• **WORK INSTRUCTIONS**:
Reproduce the listing verbatim.

• **SOURCE MATERIAL**:
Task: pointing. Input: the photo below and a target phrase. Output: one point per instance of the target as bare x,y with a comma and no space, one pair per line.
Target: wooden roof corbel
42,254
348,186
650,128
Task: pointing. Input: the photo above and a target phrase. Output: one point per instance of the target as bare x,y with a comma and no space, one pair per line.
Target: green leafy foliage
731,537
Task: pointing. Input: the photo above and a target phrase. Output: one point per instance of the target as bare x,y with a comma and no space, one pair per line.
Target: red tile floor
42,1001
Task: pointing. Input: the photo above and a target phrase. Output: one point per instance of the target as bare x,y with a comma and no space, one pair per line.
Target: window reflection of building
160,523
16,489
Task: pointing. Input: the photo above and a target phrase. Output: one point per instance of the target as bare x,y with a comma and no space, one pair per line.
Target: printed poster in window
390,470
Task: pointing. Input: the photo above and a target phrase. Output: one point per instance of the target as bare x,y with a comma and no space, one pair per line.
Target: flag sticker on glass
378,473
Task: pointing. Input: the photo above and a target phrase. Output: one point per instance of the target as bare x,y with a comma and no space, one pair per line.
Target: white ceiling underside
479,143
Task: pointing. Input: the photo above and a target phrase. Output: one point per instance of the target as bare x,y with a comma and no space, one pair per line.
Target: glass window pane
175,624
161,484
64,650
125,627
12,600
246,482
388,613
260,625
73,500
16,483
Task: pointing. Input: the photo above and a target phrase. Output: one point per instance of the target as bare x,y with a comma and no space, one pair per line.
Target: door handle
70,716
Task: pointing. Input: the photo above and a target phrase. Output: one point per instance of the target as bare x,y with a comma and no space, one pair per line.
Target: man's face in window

• **ANSWER BELOW**:
Task: pointing. Input: the photo below and a target phrase. Output: one point per instance of the target as bare x,y with a comma and no space, one pair per line.
Target: wooden roof corbel
42,254
348,186
650,128
Task: pointing. Input: the photo above and a target phrase. Output: one point per instance of the target as bare x,y with a comma and no space, one pair per line.
Target: green leafy foliage
731,537
Task: pointing. Input: the photo above and a target phrase. Output: one point per instance of the target as bare x,y with a comma and no space, one pair per line.
Target: red tile floor
42,1001
Task: pointing. Input: the photo above and a target phrase. Output: one point per instance of the target as bare x,y with a comma and no space, one pair per line.
Target: window reflection of building
160,523
16,489
Task: pointing. Input: the photo above and a target phrase. Output: one point per instance of the target as bare x,y with a comma and no space, one pair per line.
Target: printed poster in window
390,470
Task: pointing. Input: the photo above and a target phrase. Output: one point per instance of the target as bare x,y with a comma and no space, one pair per line.
Target: flag sticker on glass
378,473
Task: pointing. Input: the photo above and a target phrase. Output: one point per instance of the target as bare x,y with a comma and no space, one pair per line.
Target: white ceiling underside
479,143
Task: pointing. Input: the photo above and a target phrase. Output: one point per instance of the target as bare x,y with a comma and no space, one pair per line.
Target: glass window pane
175,624
161,484
64,650
125,627
12,600
246,482
388,613
260,625
73,500
16,483
Task: pointing. Input: the photo above and a target phrase. Output: one point per instance of the target as bare x,y with a comma and no space, one pair per line.
Target: door handle
70,716
Task: pointing. Input: the photo above and a target phrase. Output: one point per instance of the target as bare x,y with a comma and no space, one pair per line.
Target: man's face in window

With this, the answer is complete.